--- Exercise text Enclosed Below ---
I am writing this from Ghost Ranch in New Mexico where I am in a group studying with John Phillip Newell about The Rebirthing of God, the title of his latest book. One of the key points in his message is the need to connect with who we are; we come from the earth, the earth is our mother, we are made up of earth, sky (oxygen), fire (metabolism), and water; and ancient religions – Celtic, indigenous, Hindi and others – which recognize and honor this connection, have a place at the table of rebirthing. But I was bothered by the fact that bacteria were left out of this story. They essentially are the earth from which we are formed.
What are Bacteria?
Bacteria really are the dominant life forms on the earth. They have been around the longest; three and a half billion years, compared to few hundred thousand for modern man. While 99% of evolved life forms are now extinct, 99% of archaic bacteria are still around. All of the higher life forms depend on bacteria for life. Mitochondria, the machinery in every cell of our bodies that turns food into energy, exist because a few archaic bacteria gave up their independent lives to make a larger, more complex, and a novel life form we know as the cell. And it’s the same in the plant kingdom; the chloroplasts that harness the energy of the sun and put it into those carbohydrates come from the same kind of sacrifice. Animal cells have a nucleus which contains the mitochondria, sometimes thousands per cell, and plant cells contain the chloroplasts that convert sunlight to sugars.
--- End of Enclosed Exercise text ---
What you should do: In the text on bacteria, transcribe the passage starting with "What are Bacteria?" and going on through "sunlight to sugars.".
--- Extracted data Enclosed Below ---
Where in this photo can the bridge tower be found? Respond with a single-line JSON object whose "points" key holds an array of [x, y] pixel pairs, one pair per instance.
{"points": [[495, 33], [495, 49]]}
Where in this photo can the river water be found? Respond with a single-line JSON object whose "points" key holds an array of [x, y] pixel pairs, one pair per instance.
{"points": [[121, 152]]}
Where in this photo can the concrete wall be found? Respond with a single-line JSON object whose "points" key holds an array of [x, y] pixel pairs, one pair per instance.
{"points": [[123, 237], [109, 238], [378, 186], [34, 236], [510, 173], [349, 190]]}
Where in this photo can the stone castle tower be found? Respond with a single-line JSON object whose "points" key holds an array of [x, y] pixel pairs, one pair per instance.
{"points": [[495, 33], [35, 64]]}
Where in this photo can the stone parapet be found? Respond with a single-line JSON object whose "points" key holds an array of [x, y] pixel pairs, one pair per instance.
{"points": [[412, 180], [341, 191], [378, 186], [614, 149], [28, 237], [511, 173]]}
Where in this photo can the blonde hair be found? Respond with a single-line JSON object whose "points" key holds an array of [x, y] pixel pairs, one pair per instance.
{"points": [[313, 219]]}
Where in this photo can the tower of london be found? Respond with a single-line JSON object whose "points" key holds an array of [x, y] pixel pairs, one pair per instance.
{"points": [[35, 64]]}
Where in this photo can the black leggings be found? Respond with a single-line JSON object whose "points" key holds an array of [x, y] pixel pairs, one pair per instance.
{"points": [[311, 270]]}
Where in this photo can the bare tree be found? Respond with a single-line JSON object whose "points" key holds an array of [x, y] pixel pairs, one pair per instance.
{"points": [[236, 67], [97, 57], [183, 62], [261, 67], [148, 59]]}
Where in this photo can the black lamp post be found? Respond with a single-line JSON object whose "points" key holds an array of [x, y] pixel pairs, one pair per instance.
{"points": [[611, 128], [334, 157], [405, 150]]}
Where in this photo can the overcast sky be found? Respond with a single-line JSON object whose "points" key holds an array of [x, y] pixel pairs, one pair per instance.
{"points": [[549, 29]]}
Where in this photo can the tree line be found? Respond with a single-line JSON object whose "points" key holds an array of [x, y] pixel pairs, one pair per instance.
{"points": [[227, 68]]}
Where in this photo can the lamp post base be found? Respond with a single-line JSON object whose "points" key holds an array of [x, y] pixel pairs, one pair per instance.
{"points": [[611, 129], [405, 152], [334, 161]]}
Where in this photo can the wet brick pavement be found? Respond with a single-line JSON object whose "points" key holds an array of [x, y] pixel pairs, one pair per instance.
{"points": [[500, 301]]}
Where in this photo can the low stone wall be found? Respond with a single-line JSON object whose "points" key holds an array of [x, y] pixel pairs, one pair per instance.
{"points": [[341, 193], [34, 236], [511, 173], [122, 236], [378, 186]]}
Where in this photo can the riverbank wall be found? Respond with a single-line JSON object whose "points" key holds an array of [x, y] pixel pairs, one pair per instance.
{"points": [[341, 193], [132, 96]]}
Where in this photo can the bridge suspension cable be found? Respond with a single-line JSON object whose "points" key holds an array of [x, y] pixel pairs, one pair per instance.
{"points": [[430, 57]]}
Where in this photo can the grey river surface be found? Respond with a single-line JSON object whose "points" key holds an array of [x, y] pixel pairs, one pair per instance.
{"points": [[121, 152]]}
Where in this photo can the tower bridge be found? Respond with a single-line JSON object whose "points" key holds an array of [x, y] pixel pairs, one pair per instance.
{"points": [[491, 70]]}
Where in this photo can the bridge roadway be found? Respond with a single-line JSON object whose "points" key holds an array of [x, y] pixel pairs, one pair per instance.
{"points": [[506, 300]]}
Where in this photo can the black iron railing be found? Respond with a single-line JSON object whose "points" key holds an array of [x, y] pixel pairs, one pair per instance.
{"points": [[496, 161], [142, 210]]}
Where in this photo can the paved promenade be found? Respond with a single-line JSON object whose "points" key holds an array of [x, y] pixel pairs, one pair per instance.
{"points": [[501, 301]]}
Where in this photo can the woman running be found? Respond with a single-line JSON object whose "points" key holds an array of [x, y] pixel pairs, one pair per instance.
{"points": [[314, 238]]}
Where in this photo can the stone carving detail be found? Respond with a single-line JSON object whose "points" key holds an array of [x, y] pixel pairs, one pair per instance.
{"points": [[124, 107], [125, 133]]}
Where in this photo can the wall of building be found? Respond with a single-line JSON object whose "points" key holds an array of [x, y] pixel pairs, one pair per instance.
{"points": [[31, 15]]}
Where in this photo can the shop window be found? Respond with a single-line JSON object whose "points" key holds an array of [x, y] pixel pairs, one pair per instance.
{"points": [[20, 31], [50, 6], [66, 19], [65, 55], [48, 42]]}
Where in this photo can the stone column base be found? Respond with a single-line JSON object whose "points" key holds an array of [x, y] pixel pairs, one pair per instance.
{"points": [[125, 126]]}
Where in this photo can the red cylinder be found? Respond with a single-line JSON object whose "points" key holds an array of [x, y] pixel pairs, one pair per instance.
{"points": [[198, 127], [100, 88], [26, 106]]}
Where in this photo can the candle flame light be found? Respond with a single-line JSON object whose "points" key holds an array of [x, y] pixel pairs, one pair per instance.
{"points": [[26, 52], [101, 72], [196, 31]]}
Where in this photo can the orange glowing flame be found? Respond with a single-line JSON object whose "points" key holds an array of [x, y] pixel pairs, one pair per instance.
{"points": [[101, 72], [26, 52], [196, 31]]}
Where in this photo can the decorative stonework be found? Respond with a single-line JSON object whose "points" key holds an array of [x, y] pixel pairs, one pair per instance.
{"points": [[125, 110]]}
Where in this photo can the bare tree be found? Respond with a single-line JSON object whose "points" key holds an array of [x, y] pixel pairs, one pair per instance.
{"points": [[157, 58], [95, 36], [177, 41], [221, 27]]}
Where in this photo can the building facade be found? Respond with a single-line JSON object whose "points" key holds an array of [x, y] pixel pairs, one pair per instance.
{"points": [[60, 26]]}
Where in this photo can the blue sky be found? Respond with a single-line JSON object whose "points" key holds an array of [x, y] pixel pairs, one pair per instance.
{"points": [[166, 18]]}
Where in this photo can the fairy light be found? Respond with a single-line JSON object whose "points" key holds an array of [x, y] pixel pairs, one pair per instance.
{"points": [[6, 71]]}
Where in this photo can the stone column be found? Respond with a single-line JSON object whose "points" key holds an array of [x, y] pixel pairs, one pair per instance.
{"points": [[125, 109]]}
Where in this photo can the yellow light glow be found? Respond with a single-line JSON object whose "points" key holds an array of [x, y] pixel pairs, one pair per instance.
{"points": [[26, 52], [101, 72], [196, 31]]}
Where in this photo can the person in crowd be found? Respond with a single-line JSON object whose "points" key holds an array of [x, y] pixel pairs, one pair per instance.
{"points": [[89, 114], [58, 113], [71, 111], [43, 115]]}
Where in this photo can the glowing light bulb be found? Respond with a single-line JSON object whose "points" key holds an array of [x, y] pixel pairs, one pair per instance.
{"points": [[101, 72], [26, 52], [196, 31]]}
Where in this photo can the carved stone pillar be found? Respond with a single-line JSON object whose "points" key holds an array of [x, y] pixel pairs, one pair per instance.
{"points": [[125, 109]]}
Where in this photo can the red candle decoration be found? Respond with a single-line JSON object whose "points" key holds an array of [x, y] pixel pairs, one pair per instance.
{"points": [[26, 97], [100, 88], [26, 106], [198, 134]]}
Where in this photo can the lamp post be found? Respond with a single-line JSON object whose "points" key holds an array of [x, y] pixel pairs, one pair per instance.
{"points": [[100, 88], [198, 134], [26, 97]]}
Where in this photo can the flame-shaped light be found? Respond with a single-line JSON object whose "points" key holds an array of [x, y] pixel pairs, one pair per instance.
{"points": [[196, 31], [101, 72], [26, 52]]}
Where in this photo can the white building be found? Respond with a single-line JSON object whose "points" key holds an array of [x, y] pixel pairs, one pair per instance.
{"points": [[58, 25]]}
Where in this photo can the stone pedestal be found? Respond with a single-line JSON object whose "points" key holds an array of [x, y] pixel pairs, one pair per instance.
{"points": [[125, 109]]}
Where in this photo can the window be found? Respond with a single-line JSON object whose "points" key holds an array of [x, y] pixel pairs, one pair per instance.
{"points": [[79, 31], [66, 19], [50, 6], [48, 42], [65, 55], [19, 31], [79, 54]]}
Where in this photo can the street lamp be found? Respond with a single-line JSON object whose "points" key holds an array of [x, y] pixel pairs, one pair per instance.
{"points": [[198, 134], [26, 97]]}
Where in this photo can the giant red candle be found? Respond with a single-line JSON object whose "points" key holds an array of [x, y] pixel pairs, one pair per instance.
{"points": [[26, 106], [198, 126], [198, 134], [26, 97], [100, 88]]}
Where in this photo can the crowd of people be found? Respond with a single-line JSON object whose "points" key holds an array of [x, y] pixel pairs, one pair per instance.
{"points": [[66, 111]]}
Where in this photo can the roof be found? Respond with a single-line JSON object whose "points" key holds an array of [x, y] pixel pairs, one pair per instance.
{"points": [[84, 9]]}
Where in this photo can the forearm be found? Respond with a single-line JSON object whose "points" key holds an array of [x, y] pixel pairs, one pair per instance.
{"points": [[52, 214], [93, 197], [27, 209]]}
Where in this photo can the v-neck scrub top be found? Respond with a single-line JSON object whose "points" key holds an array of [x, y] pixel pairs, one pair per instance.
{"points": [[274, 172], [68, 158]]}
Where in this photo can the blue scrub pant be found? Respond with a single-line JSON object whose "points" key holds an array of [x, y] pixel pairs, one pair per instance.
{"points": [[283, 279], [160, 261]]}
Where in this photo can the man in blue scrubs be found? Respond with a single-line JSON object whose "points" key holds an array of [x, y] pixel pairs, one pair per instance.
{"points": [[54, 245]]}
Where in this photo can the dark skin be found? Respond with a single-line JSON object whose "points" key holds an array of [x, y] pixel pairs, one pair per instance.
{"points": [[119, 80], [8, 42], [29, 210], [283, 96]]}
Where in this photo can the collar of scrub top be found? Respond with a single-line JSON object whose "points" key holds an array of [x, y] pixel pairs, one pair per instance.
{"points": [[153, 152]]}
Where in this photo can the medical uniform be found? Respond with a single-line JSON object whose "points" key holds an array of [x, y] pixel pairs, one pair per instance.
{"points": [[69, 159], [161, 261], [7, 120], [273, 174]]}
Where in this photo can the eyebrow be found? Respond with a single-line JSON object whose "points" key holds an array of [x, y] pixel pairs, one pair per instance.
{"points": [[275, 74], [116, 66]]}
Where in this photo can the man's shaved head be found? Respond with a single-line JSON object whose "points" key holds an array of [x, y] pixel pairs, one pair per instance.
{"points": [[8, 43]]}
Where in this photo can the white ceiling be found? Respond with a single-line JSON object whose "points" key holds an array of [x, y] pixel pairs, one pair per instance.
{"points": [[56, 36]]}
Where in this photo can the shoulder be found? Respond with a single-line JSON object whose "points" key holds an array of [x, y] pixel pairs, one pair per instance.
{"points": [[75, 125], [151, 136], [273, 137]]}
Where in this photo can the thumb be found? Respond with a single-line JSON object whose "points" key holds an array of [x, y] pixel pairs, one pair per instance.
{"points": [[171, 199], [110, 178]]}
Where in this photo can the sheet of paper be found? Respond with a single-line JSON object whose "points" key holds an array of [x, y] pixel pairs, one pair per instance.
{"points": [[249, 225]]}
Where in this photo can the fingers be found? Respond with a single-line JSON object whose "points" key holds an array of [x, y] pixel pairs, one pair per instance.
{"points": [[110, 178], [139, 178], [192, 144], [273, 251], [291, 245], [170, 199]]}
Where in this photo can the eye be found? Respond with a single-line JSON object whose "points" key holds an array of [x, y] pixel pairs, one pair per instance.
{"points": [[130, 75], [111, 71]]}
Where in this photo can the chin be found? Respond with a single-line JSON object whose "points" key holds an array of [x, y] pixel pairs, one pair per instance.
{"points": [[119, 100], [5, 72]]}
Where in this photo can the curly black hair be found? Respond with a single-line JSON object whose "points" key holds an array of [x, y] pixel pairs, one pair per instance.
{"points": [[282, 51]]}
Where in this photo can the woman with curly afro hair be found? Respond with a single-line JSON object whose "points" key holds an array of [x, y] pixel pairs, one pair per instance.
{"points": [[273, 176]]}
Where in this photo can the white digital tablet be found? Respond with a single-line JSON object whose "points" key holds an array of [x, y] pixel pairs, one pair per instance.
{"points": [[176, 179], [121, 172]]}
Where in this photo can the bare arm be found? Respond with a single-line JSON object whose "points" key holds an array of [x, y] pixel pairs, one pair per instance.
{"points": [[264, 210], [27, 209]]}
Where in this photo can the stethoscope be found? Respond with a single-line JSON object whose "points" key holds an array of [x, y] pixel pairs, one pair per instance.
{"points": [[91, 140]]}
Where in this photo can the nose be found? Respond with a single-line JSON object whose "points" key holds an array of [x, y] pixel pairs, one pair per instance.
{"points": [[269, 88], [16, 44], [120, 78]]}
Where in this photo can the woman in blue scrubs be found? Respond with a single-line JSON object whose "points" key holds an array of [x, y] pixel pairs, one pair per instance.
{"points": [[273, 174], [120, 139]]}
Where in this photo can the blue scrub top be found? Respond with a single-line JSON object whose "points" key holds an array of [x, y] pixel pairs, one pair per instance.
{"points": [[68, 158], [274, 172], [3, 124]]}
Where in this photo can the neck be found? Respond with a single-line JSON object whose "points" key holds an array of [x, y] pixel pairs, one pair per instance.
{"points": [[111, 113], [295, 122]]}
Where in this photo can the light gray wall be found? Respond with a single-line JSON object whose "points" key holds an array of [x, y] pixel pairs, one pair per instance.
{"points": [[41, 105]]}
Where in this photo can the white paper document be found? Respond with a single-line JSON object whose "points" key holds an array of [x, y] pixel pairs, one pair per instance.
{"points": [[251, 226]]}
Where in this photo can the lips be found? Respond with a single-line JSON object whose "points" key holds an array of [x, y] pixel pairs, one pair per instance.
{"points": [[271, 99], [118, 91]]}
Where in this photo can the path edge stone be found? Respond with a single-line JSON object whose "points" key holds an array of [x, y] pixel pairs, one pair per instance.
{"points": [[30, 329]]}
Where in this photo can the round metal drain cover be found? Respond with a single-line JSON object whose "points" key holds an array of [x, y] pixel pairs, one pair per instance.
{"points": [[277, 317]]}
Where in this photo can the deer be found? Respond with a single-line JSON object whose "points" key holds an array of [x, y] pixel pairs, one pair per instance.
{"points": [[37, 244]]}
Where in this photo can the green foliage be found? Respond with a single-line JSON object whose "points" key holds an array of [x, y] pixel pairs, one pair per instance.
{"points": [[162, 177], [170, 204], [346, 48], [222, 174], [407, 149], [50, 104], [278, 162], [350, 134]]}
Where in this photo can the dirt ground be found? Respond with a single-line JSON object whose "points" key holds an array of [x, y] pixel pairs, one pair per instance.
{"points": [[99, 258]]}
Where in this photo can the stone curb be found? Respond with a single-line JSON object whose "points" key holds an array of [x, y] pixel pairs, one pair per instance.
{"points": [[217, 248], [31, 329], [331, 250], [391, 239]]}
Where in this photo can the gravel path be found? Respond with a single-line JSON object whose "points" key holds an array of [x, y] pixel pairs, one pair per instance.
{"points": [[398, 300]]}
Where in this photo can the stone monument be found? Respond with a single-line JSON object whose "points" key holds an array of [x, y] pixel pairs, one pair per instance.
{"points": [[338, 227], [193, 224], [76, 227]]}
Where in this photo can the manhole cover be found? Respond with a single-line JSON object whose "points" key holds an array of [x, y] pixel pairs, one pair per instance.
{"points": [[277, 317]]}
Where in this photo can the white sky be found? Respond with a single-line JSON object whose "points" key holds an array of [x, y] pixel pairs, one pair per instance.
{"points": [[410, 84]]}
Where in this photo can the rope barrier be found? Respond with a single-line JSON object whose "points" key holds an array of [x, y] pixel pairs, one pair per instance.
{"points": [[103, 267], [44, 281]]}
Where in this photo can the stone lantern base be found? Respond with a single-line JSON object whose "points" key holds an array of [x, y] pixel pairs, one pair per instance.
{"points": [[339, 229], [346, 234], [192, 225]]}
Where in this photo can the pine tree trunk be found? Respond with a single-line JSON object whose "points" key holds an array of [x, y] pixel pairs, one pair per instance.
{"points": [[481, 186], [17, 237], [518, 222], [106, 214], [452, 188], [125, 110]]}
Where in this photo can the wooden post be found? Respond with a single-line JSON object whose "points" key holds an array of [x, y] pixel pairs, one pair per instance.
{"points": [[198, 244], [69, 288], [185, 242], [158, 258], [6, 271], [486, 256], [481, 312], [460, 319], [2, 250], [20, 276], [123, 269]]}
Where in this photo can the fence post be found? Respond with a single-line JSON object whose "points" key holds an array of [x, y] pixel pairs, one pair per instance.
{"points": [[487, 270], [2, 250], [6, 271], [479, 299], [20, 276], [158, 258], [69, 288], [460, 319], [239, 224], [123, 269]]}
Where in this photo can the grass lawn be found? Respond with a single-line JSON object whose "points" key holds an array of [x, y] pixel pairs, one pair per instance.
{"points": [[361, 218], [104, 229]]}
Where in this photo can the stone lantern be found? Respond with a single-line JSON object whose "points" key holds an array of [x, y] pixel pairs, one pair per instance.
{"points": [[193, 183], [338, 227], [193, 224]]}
--- End of Enclosed Extracted data ---
Solution to this task:
What are Bacteria?
Bacteria really are the dominant life forms on the earth. They have been around the longest; three and a half billion years, compared to few hundred thousand for modern man. While 99% of evolved life forms are now extinct, 99% of archaic bacteria are still around. All of the higher life forms depend on bacteria for life. Mitochondria, the machinery in every cell of our bodies that turns food into energy, exist because a few archaic bacteria gave up their independent lives to make a larger, more complex, and a novel life form we know as the cell. And it’s the same in the plant kingdom; the chloroplasts that harness the energy of the sun and put it into those carbohydrates come from the same kind of sacrifice. Animal cells have a nucleus which contains the mitochondria, sometimes thousands per cell, and plant cells contain the chloroplasts that convert sunlight to sugars.